--- START ---

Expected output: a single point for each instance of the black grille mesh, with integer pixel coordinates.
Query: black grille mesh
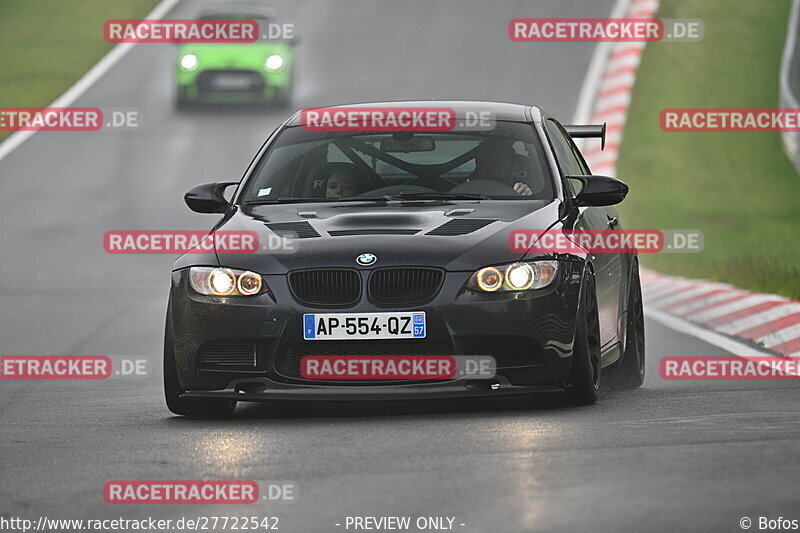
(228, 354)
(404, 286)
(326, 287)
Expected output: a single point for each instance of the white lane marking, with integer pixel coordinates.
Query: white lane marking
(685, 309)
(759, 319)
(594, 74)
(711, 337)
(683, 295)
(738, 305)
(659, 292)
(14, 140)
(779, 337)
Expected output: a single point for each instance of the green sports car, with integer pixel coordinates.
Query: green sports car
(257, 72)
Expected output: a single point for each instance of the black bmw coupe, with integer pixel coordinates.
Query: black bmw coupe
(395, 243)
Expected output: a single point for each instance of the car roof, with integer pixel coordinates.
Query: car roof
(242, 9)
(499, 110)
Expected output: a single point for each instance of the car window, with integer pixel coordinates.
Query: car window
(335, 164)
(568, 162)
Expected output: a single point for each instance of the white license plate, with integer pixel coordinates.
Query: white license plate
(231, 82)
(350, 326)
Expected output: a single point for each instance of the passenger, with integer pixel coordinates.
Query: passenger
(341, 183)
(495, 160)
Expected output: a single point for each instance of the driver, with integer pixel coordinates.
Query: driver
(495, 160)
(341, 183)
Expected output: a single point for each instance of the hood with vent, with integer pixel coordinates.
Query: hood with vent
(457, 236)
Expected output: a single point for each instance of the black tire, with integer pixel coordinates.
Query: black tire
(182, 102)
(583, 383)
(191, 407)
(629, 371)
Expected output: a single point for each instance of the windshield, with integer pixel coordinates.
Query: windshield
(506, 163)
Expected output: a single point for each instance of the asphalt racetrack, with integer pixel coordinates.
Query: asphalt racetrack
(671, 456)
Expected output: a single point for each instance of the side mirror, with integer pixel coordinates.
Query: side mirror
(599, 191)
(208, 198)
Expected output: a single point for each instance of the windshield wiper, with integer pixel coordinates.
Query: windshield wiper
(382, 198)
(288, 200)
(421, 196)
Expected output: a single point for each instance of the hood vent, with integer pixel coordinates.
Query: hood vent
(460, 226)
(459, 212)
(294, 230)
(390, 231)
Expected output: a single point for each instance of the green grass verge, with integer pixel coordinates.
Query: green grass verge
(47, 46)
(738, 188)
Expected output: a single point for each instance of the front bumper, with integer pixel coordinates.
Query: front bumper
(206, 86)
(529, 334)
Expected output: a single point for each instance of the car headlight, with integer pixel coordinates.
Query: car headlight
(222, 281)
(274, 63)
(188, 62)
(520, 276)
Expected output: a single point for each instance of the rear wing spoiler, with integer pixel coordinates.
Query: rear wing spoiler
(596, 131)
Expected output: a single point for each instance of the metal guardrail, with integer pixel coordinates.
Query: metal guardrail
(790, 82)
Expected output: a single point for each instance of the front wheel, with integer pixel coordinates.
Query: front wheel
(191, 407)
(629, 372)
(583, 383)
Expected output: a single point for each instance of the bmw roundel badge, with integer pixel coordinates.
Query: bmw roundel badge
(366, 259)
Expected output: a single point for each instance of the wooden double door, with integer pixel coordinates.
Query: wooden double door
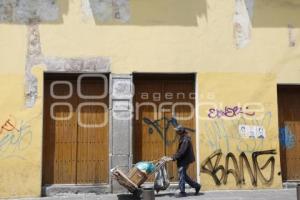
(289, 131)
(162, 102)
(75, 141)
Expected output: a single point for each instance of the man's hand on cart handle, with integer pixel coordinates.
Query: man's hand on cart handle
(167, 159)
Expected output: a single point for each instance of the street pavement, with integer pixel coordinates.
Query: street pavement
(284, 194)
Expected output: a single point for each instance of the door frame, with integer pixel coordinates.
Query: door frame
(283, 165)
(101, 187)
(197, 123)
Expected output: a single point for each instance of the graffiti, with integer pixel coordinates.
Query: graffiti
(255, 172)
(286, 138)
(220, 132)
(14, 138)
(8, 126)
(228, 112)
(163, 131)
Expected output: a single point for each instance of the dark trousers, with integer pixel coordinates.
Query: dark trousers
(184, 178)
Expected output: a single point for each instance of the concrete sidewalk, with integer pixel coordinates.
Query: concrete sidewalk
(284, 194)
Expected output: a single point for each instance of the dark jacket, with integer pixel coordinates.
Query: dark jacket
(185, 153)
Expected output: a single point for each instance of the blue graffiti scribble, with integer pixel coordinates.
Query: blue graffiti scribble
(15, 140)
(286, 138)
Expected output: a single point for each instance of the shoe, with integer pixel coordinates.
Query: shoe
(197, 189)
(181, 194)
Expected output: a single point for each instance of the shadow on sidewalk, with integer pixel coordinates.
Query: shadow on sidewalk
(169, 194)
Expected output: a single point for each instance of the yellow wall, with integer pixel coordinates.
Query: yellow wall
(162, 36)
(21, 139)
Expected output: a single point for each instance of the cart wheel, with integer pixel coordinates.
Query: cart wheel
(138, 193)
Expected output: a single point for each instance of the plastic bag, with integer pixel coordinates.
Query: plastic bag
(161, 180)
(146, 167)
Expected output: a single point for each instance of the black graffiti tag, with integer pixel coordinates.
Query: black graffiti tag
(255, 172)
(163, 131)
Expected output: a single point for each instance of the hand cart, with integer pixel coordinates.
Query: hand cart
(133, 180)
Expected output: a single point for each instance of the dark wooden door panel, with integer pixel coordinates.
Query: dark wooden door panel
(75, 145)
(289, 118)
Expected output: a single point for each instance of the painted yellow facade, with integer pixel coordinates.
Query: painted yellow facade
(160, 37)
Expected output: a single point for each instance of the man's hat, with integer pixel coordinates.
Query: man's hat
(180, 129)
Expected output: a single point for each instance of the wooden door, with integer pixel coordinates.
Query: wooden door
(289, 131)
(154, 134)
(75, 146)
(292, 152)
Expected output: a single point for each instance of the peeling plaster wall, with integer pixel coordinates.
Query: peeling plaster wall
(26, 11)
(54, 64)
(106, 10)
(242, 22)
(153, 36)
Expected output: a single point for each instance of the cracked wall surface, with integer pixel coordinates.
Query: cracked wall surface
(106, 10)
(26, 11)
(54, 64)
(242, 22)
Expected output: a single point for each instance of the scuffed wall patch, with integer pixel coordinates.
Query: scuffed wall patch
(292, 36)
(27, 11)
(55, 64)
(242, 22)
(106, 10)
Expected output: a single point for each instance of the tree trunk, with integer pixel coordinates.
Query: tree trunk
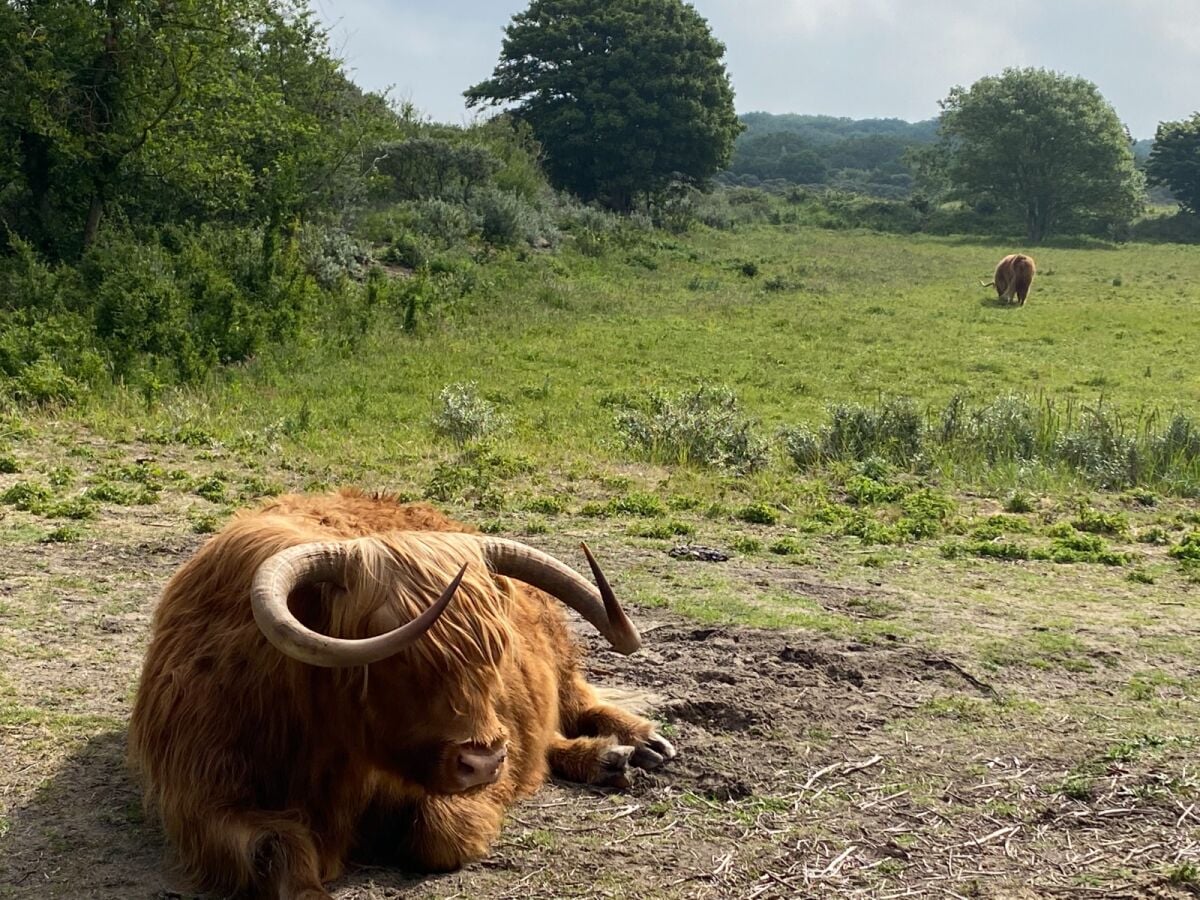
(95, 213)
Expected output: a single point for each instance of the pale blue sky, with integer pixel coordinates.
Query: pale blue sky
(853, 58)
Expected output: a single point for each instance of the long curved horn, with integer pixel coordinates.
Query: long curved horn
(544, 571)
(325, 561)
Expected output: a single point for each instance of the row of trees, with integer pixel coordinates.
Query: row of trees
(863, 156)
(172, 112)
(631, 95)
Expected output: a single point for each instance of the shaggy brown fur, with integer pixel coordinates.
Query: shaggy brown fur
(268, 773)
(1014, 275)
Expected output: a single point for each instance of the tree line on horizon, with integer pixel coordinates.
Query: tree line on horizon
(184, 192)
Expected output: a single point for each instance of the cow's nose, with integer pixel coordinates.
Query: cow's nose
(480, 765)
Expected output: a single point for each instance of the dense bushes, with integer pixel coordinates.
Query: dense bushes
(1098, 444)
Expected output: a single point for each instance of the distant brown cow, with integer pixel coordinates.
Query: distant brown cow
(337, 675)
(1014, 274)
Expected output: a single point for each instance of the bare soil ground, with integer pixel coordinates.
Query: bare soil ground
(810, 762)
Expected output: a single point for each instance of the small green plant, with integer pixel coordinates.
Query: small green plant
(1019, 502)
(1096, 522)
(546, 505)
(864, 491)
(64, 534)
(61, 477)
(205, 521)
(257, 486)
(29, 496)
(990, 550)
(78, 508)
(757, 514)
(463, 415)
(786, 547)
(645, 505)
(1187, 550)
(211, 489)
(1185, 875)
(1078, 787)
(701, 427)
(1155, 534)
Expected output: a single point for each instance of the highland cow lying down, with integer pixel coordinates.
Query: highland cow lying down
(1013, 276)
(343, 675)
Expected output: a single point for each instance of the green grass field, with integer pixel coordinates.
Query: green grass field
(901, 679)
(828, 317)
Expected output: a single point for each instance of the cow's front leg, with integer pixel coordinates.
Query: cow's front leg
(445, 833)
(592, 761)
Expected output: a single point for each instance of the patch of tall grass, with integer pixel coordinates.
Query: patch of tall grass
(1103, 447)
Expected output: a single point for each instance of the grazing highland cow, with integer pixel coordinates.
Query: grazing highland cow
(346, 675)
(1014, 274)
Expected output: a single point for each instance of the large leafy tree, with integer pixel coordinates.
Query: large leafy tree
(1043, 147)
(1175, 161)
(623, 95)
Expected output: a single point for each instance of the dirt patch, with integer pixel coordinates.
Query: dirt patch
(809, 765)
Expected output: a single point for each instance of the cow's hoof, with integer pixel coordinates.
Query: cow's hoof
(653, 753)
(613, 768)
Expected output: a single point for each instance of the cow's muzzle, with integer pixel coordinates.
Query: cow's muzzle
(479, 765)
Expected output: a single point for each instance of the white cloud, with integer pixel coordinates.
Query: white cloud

--- END ---

PROBLEM DETAILS
Starting with the line with "Query: car roof" above and going on through the line with "Expected output: a single point for each instance of the side", transcribe every line exactly, both ends included, and add nothing.

WRITTEN RESPONSE
Query: car roof
(242, 9)
(499, 110)
Expected output: a single point for each instance of the car window, with integer pixel coordinates.
Query: car window
(335, 164)
(568, 162)
Expected output: a single point for each instance of the white license plate, with integer pixel coordinates.
Query: white license plate
(231, 82)
(350, 326)
Expected output: a single point for each instance of the passenger, with integer pixel coordinates.
Query: passenger
(341, 183)
(495, 160)
Expected output: a single point for each instance of the driver, with integer pixel coordinates.
Query: driver
(495, 160)
(341, 183)
Expected output: a single point for each instance of the hood with vent, with integer pixel coordinates.
Query: hood with vent
(457, 236)
Expected output: a single point for each instance of the black tire, with integer pixel coordinates.
Query: black tire
(182, 102)
(583, 383)
(191, 407)
(629, 371)
Expected output: a single point for each instance of the windshield, with integer pixel coordinates.
Query: windshield
(506, 163)
Expected output: a single point for each instance of the asphalt racetrack, with integer pixel coordinates.
Query: asphalt racetrack
(671, 456)
Expected output: a single point for each instance of the side mirror, with integer pixel coordinates.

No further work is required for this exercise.